**Task**. Please render everything from the line containing "Identify one point on each instance of the mine car doorway" down to the end of the entries as a two-column CSV headed entry_text and answer, with one row per entry. Put each entry's text and its answer in a single quoted field apiece, replacing any line breaks with spaces.

**Records to process**.
----------
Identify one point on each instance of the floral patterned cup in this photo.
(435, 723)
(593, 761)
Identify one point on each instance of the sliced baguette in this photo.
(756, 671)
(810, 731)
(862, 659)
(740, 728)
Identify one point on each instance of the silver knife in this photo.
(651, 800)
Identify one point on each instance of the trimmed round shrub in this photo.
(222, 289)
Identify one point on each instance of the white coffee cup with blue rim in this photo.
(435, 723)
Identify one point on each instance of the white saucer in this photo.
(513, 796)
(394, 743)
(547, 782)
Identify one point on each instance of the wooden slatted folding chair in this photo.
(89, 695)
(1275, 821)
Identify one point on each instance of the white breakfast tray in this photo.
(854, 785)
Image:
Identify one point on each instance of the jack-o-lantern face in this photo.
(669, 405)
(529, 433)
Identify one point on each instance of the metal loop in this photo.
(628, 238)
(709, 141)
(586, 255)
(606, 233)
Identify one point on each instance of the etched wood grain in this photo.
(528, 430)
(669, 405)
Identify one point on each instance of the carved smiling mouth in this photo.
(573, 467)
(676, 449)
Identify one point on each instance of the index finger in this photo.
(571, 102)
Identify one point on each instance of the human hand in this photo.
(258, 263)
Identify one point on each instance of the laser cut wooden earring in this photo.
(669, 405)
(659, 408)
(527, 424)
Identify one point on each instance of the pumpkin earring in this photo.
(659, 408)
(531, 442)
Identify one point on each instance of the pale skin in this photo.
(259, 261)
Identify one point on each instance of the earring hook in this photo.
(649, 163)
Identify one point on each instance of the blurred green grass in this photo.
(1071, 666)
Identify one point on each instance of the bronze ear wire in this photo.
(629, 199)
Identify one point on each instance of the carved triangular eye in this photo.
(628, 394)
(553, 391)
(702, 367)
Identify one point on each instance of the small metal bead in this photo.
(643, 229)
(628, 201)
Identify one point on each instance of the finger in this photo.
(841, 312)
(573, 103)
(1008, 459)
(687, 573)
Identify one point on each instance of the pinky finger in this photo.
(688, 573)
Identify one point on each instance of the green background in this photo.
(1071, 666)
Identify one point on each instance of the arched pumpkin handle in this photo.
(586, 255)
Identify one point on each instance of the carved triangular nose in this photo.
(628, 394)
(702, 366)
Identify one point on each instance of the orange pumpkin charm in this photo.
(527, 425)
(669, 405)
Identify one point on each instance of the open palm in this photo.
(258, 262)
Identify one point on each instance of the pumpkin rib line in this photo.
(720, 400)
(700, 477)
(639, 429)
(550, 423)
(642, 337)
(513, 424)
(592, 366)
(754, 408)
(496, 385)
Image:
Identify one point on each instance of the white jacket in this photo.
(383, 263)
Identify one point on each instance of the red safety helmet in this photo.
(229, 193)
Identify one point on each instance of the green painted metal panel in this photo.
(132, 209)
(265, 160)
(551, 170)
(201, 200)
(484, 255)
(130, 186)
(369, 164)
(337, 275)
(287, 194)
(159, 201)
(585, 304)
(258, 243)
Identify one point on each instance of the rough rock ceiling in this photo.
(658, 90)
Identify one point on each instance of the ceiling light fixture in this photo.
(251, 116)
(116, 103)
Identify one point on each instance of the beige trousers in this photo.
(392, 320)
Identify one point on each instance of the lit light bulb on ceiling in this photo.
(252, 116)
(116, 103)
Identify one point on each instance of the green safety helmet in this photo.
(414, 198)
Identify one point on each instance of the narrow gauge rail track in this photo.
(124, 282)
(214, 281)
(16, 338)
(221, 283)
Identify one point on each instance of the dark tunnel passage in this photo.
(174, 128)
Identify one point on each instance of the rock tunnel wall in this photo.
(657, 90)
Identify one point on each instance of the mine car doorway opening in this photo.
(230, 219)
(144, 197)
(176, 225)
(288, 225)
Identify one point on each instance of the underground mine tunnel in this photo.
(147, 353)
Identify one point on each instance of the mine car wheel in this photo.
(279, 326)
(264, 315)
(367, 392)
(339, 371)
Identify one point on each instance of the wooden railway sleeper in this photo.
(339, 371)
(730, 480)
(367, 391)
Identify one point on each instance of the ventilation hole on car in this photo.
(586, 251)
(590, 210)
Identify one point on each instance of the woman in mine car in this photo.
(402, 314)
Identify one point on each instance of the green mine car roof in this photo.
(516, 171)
----------
**Solution below**.
entry_text,answer
"Identify one point on each instance of the mine car doorway opening in this photo.","(230, 219) (144, 197) (176, 225) (288, 225)"
"Identify one point on each instance of the underground mine tunnel in this photo.","(147, 353)"
"Identify one point on each instance of the mine car wheel in this photo.","(279, 326) (264, 315) (367, 392) (339, 371)"
"Identify one point on each instance of the wooden railway sleeper in this photo.","(339, 371) (730, 480) (367, 391)"
"Identify one point on each instance of the ventilation hole on car in this photo.","(586, 251) (590, 210)"
"Identify one point on each instance of the woman in mine car in this photo.","(402, 314)"
"Identify one point on each instance of the green mine car roof in this photo.","(516, 171)"